SELECTED EXCERPT:

- - - - - - -

Origin:
This is a native beetle in North America.
Biology:
This native beetle attacks elm trees, in particular American, Siberian, and Chinese elms. Adult beetles overwinter in chambers at the base of elm trees, emerging in the spring to fly to dying or recently killed branches of elm trees where the female burrows under the bark, bores a gallery in that area, and deposits eggs along both sides of this channel. The larvae then burrow outward from this egg channel to feed in the cambium of the tree. New adults emerge from these trees carrying the Dutch Elm Disease fungus on them, Ophiostoma ulmi, and fly to new, healthy trees to feed on the bark, creating small holes and infecting these new trees. The fungus then moves through the vascular system of the tree, resulting in sudden wilting of the foliage and death of the tree. There is a single generation of the beetles each year.
Identification:
Infected trees will have numerous exit holes in the bark, each about 1 mm in diameter and often with frass on the bark or ground below these holes. Infected sapwood will have brown streaking. The adult beetles are 2 to 3.5 mm long and dark brown to almost black with reddish-orange legs. There is a covering of short, fine hairs over their surface and the wing covers and thorax have a roughened look due to the rows of deep punctures running front to back. Typical of the bark beetles the head protrudes downward from the prothorax and is hidden from view from above. The antennae are typical of bark beetles with several very small and short segments and a much larger, rounded terminal club.

- - - - - - -

(Entries from a data collection)
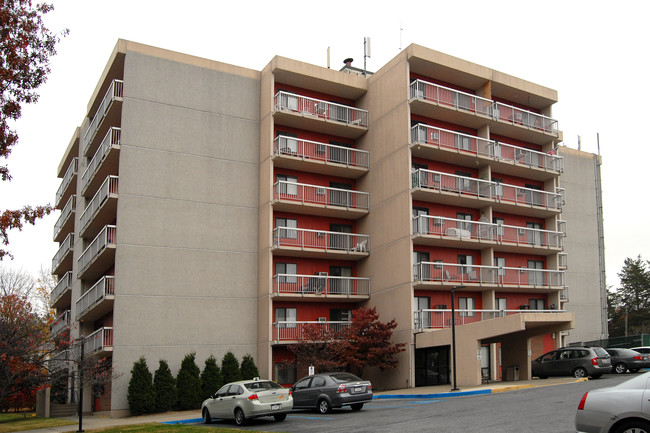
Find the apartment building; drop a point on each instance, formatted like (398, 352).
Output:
(207, 207)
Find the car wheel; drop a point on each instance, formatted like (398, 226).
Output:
(620, 368)
(240, 418)
(579, 373)
(206, 416)
(324, 406)
(634, 426)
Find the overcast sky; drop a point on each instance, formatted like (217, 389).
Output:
(594, 53)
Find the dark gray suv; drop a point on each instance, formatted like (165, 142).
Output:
(573, 361)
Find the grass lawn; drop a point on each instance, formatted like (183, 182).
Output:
(27, 421)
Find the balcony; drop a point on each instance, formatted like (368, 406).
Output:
(295, 242)
(62, 260)
(98, 300)
(472, 192)
(61, 294)
(99, 255)
(101, 210)
(61, 323)
(99, 343)
(452, 232)
(65, 223)
(319, 200)
(438, 274)
(109, 109)
(68, 184)
(316, 157)
(104, 162)
(454, 106)
(285, 331)
(438, 319)
(317, 115)
(462, 149)
(321, 286)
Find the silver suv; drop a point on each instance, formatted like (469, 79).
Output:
(573, 361)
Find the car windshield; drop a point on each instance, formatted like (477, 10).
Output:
(344, 377)
(600, 351)
(261, 385)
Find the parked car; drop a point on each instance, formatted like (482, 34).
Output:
(325, 391)
(617, 409)
(248, 399)
(628, 359)
(572, 361)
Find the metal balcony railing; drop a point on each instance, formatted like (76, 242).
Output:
(102, 289)
(479, 188)
(482, 147)
(66, 212)
(517, 116)
(60, 323)
(442, 95)
(62, 285)
(106, 237)
(452, 273)
(285, 101)
(112, 138)
(294, 331)
(115, 90)
(318, 239)
(313, 150)
(435, 319)
(64, 249)
(99, 341)
(320, 285)
(316, 194)
(67, 178)
(110, 186)
(470, 103)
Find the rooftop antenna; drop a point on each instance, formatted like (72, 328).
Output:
(366, 52)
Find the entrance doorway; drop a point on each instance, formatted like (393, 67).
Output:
(432, 366)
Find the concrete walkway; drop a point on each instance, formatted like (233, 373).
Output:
(91, 422)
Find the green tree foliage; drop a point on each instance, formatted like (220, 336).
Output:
(26, 46)
(366, 342)
(165, 387)
(211, 378)
(230, 368)
(141, 395)
(248, 368)
(188, 384)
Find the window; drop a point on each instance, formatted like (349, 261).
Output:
(466, 304)
(286, 185)
(284, 224)
(286, 315)
(289, 270)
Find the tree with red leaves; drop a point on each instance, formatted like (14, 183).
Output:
(26, 46)
(366, 342)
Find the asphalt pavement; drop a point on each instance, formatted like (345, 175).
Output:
(91, 421)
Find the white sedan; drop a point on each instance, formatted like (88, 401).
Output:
(248, 399)
(624, 408)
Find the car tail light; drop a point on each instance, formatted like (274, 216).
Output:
(581, 406)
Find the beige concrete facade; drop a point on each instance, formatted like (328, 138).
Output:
(207, 155)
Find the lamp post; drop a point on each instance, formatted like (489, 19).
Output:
(453, 335)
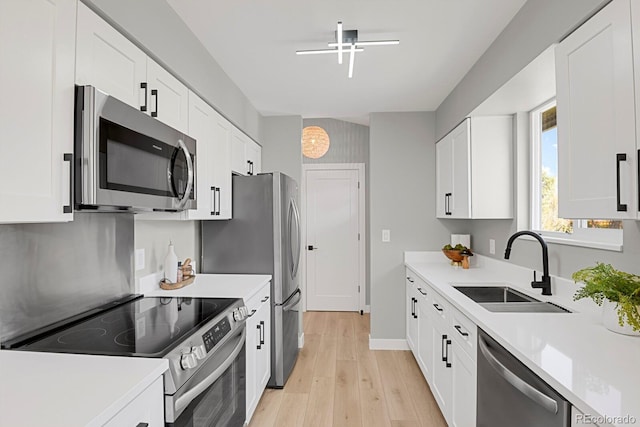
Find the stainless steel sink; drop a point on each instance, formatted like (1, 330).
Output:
(503, 299)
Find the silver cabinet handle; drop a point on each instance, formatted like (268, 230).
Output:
(519, 384)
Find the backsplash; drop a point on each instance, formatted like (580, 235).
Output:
(54, 271)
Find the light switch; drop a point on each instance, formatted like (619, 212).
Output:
(139, 259)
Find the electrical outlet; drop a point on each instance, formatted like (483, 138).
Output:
(139, 259)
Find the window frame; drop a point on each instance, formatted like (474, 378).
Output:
(608, 239)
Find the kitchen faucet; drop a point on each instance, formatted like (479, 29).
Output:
(545, 283)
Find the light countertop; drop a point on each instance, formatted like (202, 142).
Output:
(52, 389)
(216, 286)
(597, 370)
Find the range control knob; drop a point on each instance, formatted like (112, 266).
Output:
(199, 351)
(240, 313)
(188, 361)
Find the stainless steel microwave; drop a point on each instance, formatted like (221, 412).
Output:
(127, 160)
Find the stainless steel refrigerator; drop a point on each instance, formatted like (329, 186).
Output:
(263, 238)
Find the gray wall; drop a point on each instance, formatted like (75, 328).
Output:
(538, 25)
(403, 187)
(349, 144)
(160, 32)
(154, 236)
(54, 271)
(281, 150)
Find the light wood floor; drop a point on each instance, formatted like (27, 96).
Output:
(338, 381)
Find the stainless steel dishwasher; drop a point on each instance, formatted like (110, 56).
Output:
(510, 394)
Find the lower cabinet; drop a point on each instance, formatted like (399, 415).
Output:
(147, 409)
(444, 345)
(258, 346)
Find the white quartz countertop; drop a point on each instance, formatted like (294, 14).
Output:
(52, 389)
(217, 286)
(597, 370)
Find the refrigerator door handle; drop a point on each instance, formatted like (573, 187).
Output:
(292, 300)
(294, 220)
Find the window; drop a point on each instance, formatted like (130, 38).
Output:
(602, 233)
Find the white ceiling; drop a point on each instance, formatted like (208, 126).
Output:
(255, 43)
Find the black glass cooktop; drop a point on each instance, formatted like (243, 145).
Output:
(147, 327)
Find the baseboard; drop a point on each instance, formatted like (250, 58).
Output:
(382, 344)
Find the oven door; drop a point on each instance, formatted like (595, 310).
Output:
(215, 395)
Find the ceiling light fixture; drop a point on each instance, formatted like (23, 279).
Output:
(347, 40)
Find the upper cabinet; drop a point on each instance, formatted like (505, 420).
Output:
(246, 155)
(597, 117)
(37, 51)
(474, 170)
(213, 181)
(109, 61)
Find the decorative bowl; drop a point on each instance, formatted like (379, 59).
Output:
(453, 254)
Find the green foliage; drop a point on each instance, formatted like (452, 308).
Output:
(604, 281)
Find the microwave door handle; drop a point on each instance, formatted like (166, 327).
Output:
(187, 191)
(183, 401)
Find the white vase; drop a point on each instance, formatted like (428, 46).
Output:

- - - - - - -

TASK DESCRIPTION: According to the text on the native elm bark beetle, where do adult beetles spend the winter?

RESPONSE: In chambers at the base of elm trees.